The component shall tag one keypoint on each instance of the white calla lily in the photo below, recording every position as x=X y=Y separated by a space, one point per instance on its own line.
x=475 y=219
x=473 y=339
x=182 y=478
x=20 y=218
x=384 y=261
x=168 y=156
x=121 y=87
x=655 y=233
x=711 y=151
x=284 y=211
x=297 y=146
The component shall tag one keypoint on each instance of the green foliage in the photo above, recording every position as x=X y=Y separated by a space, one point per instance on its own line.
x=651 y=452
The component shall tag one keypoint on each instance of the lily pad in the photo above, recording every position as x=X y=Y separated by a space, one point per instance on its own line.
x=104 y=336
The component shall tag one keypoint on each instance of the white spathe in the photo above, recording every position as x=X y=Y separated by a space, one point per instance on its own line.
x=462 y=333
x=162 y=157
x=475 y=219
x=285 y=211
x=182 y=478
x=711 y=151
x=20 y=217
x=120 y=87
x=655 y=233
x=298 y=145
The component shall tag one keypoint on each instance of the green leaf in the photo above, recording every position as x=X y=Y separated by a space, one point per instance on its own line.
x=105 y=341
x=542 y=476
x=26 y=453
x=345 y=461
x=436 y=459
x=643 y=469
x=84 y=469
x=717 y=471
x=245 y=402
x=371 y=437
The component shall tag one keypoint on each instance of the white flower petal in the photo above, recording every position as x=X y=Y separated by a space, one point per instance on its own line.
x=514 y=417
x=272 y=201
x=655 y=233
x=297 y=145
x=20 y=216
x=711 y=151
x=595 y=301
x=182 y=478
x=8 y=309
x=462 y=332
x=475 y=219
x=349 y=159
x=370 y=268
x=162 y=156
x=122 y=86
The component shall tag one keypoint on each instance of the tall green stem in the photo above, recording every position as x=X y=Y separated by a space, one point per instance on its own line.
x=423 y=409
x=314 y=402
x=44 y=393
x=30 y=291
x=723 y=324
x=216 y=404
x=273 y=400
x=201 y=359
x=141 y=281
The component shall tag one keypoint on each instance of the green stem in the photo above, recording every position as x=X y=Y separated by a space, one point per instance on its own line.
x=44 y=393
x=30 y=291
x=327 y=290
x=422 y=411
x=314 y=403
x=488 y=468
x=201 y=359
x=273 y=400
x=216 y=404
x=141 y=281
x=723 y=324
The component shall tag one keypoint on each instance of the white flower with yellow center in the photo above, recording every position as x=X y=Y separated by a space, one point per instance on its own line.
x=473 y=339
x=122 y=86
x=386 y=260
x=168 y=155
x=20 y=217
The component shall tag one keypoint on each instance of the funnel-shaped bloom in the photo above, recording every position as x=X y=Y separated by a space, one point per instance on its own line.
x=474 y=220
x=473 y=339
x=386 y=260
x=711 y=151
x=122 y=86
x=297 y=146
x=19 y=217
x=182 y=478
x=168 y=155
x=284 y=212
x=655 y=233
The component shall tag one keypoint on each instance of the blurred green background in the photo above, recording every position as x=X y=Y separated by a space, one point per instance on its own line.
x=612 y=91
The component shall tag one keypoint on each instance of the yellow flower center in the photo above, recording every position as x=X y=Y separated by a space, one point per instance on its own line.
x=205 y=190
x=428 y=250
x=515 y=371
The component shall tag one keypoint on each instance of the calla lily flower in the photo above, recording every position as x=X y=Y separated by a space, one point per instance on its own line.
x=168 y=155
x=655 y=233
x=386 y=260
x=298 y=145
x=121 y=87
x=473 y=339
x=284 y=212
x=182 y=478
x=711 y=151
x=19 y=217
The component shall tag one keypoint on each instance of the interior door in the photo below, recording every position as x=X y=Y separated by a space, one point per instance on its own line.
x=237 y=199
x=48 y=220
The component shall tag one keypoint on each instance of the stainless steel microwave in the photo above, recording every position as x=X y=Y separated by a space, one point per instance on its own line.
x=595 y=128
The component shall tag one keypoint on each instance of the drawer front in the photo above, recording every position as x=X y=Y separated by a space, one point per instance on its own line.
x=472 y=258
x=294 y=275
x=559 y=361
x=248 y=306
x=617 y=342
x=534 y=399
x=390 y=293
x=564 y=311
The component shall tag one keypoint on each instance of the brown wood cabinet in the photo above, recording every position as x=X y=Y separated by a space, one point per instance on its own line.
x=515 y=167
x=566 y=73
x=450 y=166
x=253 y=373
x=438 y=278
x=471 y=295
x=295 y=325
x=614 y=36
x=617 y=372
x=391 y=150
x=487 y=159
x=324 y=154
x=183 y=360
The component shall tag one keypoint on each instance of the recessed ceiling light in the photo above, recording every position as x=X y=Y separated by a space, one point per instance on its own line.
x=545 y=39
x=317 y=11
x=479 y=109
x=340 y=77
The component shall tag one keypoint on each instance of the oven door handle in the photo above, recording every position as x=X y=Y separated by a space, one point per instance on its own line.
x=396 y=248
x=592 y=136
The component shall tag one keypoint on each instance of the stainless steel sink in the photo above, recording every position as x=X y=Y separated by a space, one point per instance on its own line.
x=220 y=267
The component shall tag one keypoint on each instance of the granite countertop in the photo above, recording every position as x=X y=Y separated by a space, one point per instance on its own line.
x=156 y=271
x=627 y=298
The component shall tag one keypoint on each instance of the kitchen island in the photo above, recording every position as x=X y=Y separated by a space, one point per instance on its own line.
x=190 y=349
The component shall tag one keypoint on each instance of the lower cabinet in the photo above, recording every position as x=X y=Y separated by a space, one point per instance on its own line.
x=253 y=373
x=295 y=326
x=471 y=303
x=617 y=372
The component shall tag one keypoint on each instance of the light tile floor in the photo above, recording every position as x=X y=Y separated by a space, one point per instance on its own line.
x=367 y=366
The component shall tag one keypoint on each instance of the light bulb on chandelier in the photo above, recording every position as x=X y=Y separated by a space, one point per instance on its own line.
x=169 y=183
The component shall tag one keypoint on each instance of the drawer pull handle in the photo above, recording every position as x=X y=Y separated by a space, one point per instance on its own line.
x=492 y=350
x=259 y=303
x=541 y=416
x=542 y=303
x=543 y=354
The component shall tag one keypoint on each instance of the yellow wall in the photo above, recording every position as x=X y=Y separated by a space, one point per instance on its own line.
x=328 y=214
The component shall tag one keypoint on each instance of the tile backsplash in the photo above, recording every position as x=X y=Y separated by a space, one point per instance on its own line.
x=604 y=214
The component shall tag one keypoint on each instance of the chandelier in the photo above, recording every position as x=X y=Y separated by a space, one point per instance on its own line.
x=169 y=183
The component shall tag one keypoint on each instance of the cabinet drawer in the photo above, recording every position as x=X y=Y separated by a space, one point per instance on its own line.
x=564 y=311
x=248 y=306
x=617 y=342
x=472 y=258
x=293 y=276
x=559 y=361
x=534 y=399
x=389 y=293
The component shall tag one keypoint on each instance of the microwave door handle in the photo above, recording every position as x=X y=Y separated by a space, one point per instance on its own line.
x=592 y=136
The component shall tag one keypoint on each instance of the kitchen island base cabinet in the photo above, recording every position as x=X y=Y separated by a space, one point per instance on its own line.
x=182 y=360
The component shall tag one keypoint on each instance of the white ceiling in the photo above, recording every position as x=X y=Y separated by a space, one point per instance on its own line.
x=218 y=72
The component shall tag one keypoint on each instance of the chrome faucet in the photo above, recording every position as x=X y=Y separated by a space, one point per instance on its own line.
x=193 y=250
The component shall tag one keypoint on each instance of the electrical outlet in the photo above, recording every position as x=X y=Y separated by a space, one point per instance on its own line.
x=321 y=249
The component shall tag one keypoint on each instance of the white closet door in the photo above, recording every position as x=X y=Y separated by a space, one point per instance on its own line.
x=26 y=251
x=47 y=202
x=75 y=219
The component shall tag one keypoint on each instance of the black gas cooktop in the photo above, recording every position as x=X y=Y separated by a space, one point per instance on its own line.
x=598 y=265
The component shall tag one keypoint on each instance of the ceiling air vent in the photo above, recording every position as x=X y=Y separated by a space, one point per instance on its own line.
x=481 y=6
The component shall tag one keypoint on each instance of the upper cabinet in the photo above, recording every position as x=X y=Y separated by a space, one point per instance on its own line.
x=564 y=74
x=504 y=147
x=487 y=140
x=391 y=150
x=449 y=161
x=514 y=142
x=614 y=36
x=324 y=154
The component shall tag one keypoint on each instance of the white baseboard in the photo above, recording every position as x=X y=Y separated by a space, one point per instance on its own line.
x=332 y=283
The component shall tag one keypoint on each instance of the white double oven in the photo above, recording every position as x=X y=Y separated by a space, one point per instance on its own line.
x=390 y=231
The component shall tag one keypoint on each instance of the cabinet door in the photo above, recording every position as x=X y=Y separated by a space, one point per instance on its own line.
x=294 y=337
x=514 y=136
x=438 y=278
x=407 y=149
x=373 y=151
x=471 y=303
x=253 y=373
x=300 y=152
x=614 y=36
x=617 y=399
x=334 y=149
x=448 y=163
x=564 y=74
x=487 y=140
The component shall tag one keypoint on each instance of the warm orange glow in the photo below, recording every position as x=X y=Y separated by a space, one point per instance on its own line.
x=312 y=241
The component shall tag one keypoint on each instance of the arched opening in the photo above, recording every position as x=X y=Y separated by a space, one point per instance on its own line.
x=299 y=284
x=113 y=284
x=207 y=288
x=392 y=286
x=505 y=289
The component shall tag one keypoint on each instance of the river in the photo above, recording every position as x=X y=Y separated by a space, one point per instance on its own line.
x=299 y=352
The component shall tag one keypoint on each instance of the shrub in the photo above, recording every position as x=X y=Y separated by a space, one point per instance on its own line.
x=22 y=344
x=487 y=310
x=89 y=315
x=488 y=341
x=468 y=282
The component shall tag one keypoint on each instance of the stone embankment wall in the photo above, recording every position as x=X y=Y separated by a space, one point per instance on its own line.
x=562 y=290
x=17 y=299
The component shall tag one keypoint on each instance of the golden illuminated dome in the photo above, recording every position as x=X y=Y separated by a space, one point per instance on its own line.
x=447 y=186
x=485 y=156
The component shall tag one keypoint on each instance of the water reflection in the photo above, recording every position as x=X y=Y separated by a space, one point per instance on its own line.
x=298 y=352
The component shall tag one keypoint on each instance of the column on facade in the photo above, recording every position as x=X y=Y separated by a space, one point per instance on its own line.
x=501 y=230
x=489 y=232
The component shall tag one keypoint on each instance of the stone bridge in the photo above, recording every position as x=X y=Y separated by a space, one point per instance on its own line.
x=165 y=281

-=-=-=-=-

— Task instructions —
Write out the stretch of lines from the one containing "of the chrome" through the one containing "x=321 y=249", substituting "power socket" for "electrical outlet" and leaving everything else unchanged.

— Written solution —
The component shall tag one keypoint on each instance of the chrome faucet in the photo above, recording every position as x=X y=Y separated by a space, one point per instance on its own line.
x=193 y=250
The component shall tag one keypoint on each instance of the power socket in the photo above, recording every position as x=X y=Y separated by a space, one point per instance on its own line.
x=321 y=249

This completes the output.